Material to process –
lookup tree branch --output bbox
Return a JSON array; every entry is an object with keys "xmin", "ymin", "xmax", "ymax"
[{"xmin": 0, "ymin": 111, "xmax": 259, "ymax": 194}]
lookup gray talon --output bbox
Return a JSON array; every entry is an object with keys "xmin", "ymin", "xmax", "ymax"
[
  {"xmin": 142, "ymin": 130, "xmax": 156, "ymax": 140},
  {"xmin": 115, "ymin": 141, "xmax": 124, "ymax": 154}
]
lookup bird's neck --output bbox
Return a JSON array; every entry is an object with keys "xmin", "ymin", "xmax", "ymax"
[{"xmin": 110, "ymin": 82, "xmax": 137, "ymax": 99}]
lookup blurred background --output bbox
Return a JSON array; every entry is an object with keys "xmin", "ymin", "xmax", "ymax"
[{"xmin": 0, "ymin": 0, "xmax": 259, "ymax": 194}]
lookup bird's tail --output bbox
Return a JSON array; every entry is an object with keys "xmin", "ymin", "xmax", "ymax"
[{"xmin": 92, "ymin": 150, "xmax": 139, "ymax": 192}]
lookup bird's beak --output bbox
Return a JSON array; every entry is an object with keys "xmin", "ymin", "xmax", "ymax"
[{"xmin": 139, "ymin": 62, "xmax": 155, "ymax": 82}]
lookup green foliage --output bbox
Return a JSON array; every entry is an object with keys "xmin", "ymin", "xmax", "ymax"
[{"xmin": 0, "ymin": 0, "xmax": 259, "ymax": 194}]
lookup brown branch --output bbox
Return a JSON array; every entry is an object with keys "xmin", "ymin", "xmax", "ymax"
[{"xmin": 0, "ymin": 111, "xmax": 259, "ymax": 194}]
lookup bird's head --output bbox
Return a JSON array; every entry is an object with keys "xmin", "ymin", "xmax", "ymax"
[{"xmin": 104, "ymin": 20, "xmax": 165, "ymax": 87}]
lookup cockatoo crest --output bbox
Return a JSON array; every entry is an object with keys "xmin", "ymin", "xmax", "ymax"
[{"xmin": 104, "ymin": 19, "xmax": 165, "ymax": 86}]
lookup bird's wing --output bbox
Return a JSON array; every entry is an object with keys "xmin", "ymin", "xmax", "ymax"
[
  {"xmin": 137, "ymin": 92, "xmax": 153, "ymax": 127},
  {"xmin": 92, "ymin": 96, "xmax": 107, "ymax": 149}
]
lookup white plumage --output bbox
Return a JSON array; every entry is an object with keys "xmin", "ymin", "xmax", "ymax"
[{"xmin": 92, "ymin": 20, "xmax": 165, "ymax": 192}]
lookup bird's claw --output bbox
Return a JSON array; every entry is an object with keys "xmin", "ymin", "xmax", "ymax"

Description of the task –
Can you render the listing as a JSON list of strings, one string per line with blank lines left out, starting at the line that has "lookup bird's head --output bbox" and stopping after the listing's final line?

Solution to the problem –
[
  "lookup bird's head --output bbox",
  "Return a JSON array; every entry is an object with keys \"xmin\", \"ymin\", \"xmax\", \"ymax\"",
  "[{\"xmin\": 104, \"ymin\": 20, \"xmax\": 165, \"ymax\": 87}]",
  "lookup cockatoo crest --output bbox",
  "Return a JSON array; every entry is an object with keys \"xmin\", \"ymin\", \"xmax\", \"ymax\"",
  "[{\"xmin\": 104, \"ymin\": 19, \"xmax\": 165, \"ymax\": 86}]",
  "lookup bird's wing --output bbox",
  "Return a JSON array; every entry is an object with keys \"xmin\", \"ymin\", \"xmax\", \"ymax\"",
  "[",
  "  {\"xmin\": 137, \"ymin\": 92, \"xmax\": 153, \"ymax\": 127},",
  "  {\"xmin\": 92, \"ymin\": 96, \"xmax\": 107, \"ymax\": 149}",
  "]",
  "lookup white plumage --output bbox",
  "Return a JSON array; every entry is an object with keys \"xmin\", \"ymin\", \"xmax\", \"ymax\"",
  "[{\"xmin\": 92, \"ymin\": 20, \"xmax\": 165, \"ymax\": 192}]",
  "lookup bird's claw --output bbox",
  "Return a JSON array; every entry is an object with keys \"xmin\", \"ymin\", \"xmax\", \"ymax\""
]